** SELECTION **
::::::::

Automatic Railway Postgres update wiped the database volumes - Railway Central Station

Automatic Railway Postgres update wiped the database volumes

rsproule

PROOP

a year ago

We see a railway automatic deployment of 2 postgres instances in our environment around 50 minutes ago that completely wiped the volumes. Our service immediately started alarming us with errors that table_xyz does not exist.

This was our staging environment so only our dev teams were impacted but we are very concerned about this happening in production.

Project id: 979d8e07-4c99-427d-a247-04265f375550

EnvironmentId c39c1bd0-9903-48d6-a25f-1f1d02a5eda7

36 Replies

rsproule

PROOP

a year ago

I would like to get some sense of what went on here for me to know how to prevent this in prod

a year ago

Hey, is your database still wiped?

rsproule

PROOP

a year ago

yes it never recovered. a new migration executed on service restart

a year ago

And yes, unfortunately this was Railway's fault.

::::::::

Source records
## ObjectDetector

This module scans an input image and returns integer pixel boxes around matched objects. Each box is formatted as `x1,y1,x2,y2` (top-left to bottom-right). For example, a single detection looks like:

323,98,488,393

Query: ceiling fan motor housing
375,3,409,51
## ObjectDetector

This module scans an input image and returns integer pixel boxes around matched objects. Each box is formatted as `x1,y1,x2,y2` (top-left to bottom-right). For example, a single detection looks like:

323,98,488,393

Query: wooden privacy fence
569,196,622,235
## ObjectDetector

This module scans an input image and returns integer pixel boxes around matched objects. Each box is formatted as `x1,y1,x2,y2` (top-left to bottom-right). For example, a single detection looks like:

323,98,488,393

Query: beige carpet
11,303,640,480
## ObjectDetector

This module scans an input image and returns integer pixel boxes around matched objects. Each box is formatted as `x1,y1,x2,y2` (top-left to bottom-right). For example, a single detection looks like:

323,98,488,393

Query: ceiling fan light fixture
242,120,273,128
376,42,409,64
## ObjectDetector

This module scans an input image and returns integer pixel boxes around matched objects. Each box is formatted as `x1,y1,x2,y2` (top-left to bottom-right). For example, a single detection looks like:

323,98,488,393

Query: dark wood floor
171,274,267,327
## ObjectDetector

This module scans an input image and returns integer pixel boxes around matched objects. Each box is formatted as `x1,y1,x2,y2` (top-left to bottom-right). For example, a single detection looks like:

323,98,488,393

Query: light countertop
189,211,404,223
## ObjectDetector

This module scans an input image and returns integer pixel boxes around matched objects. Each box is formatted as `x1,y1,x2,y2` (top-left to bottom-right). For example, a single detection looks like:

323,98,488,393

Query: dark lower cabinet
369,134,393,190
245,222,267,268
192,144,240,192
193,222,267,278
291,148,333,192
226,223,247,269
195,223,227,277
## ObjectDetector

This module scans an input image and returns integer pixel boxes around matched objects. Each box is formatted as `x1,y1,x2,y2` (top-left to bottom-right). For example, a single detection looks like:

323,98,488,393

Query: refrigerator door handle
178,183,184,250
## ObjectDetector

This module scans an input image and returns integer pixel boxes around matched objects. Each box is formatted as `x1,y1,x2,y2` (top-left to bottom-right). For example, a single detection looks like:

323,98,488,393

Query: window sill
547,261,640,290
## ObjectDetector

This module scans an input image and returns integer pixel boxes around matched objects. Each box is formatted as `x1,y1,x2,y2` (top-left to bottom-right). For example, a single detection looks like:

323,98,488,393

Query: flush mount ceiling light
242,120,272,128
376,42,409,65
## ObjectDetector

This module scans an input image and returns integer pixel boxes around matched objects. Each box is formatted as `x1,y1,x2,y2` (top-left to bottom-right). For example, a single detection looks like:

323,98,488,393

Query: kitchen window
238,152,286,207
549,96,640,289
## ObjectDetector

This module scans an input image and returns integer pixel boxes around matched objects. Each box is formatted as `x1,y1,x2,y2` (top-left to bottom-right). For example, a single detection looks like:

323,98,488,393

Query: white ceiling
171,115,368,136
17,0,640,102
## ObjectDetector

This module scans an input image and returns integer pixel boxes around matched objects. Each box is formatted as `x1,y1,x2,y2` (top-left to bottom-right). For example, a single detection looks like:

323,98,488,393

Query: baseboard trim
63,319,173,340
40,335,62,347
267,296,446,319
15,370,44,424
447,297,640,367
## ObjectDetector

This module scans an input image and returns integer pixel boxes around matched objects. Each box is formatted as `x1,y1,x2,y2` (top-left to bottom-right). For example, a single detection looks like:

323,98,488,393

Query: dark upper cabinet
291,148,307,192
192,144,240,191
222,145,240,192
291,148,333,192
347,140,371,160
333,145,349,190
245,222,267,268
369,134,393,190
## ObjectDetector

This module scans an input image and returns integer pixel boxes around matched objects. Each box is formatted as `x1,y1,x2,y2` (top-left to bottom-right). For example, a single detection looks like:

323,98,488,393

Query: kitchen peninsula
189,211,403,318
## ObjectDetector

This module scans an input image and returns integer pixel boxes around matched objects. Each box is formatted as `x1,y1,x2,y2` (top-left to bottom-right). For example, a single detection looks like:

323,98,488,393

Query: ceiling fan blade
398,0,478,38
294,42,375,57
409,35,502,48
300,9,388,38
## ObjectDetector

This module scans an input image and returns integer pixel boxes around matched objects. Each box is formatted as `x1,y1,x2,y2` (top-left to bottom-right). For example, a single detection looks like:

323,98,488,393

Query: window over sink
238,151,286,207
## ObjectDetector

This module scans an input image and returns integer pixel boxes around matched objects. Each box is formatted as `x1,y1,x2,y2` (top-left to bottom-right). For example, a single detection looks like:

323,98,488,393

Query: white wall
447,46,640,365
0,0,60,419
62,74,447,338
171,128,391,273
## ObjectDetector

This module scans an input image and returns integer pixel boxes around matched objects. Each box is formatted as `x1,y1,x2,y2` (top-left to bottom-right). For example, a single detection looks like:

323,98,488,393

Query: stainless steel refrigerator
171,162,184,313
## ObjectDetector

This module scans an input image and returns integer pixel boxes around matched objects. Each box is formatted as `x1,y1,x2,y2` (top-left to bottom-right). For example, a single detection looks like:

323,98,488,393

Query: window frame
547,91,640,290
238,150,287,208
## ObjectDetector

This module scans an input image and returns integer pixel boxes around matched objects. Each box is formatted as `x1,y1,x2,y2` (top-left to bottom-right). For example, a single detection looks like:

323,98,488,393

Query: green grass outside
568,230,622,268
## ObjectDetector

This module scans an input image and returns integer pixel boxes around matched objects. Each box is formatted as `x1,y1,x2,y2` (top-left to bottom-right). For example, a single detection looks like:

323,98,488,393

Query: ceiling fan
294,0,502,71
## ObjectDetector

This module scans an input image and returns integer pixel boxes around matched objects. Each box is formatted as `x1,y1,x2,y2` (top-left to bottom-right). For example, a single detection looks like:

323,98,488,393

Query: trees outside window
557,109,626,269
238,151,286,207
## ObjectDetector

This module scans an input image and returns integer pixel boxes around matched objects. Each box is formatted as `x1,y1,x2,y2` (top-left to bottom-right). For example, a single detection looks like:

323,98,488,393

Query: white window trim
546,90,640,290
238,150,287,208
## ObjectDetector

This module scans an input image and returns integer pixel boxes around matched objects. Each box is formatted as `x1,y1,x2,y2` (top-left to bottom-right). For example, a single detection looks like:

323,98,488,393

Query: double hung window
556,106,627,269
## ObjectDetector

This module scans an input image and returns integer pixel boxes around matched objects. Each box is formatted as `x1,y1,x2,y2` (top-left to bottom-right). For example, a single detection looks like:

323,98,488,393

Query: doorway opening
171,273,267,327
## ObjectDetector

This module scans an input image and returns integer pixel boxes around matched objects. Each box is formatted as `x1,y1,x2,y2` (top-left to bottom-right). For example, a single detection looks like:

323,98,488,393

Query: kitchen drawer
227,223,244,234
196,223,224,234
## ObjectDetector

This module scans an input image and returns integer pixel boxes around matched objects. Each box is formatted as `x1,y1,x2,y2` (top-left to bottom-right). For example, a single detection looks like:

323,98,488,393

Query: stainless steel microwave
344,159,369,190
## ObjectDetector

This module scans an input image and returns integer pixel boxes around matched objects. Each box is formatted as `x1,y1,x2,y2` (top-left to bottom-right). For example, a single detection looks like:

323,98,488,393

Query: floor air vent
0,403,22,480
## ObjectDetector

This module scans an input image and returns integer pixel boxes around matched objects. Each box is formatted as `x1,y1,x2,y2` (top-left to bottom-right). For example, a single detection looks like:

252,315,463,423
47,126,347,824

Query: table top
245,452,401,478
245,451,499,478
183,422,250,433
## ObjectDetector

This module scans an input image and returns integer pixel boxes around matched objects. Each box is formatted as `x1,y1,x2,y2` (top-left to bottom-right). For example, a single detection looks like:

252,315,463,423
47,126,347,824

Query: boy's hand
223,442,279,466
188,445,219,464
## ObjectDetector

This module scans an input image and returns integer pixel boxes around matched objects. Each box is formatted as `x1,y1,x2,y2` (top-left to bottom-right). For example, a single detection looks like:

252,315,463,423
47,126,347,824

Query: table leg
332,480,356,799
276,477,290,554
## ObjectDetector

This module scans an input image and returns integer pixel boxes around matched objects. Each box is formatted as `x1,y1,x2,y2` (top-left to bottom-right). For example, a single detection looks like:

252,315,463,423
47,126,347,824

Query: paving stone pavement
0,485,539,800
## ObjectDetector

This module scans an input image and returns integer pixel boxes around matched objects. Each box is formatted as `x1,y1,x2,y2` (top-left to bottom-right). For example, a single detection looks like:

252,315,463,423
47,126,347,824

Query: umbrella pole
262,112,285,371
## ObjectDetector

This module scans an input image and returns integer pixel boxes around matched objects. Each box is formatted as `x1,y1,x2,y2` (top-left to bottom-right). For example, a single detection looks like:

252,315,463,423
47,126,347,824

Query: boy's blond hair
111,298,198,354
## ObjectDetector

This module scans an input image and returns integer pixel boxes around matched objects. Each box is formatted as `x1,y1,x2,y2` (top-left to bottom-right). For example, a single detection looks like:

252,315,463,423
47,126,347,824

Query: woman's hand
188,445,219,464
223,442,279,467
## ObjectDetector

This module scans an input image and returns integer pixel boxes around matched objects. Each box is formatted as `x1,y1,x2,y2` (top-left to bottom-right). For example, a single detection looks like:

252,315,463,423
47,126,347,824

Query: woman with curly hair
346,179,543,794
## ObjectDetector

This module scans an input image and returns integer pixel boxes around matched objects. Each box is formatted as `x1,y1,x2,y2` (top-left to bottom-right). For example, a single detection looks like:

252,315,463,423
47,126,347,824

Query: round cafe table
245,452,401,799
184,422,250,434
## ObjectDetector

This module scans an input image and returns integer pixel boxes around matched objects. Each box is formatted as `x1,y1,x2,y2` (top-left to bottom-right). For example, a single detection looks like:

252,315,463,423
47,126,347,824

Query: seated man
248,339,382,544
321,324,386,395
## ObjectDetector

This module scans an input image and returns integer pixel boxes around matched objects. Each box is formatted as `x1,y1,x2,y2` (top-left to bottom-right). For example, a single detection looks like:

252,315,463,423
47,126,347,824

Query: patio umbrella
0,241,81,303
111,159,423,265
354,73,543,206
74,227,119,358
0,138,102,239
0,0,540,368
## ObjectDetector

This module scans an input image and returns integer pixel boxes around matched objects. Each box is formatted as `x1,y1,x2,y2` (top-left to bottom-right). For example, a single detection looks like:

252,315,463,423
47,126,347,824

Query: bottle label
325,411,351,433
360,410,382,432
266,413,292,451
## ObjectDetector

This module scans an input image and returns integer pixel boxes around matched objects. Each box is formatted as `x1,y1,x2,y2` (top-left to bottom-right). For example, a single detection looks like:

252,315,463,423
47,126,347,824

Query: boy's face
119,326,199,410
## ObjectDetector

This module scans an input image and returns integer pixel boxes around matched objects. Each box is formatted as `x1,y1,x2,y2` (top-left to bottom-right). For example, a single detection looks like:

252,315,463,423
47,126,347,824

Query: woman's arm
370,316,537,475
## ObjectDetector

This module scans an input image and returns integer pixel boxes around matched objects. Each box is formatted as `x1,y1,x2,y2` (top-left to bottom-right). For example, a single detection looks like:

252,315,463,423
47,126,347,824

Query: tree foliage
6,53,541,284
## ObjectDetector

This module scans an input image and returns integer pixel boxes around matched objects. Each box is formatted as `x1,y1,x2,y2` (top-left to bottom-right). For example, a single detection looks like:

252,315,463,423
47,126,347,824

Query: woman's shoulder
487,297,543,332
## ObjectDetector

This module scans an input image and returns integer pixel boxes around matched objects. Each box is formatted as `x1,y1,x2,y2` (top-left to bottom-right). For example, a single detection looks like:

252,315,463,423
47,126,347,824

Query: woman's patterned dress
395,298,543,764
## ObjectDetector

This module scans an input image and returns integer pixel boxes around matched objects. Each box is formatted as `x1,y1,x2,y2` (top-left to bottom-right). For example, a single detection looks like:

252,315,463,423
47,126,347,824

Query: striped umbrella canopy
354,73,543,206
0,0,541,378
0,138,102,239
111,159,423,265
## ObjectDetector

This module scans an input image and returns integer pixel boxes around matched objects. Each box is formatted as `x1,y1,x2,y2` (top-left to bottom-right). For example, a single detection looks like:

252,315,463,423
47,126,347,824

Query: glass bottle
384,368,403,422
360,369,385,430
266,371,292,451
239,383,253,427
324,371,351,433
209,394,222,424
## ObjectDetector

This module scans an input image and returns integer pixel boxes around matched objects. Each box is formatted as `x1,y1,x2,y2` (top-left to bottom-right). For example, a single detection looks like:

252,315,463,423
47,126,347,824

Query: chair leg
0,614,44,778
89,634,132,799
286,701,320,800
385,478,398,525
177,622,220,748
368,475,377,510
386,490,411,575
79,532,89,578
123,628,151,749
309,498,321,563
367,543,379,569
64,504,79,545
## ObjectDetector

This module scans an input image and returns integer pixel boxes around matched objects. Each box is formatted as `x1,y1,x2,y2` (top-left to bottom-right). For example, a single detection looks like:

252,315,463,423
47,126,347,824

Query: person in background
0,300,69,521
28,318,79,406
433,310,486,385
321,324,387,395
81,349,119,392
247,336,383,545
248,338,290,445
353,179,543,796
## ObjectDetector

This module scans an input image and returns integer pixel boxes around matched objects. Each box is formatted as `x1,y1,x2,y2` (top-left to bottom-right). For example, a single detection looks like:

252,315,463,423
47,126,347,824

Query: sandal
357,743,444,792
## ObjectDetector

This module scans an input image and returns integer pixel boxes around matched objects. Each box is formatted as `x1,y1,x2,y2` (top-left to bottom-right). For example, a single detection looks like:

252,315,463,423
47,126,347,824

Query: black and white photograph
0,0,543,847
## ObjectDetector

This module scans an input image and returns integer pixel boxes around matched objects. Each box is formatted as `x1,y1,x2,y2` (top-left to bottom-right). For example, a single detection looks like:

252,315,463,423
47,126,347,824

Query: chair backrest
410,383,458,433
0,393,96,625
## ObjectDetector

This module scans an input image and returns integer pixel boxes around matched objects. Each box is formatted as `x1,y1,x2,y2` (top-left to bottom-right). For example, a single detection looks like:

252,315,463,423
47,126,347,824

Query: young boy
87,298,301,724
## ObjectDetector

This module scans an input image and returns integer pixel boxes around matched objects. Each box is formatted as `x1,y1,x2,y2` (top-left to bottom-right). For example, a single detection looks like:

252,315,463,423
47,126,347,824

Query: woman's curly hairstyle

::::::::

Carry on the forum thread about the automatic Postgres update that wiped the database volumes, starting after its last reply.

** RESULT OF THIS TASK **
We've identified that a component in our deployment infrastructure became unresponsive, which caused your deployment to hang before eventually failing. We sincerely apologize for the frustration this caused.

We've now implemented additional monitoring to detect this type of issue immediately, so our team can resolve it much faster if it happens again.

a year ago

Do you want to recover it? I can raise it to the team.

rsproule

PROOP

a year ago

yes is that possible. its unclear to me how hang in the deployment causes a disk wipe. is there more i should be doing in production environment to prevent against this. this would have been very costly to us in production.

a year ago

I'll raise this to team, unfortunately I do not know most of the answers to your question.

cc @Brody

a year ago

Hello,

The issue the two other users faced would not cause any data loss.

a year ago

Oh my bad then, ignore what I said.

a year ago

Should I be looking at tax-postgres?

rsproule

PROOP

a year ago

yes, same thing happened to ponder-db in same env

rsproule

PROOP

a year ago

we did not see the hung deployment. deployments were successful but just all the data was gone

a year ago

Looks like ponder-db was last deployed around 2 months ago? should I be looking at another environment? I am looking at staging right now.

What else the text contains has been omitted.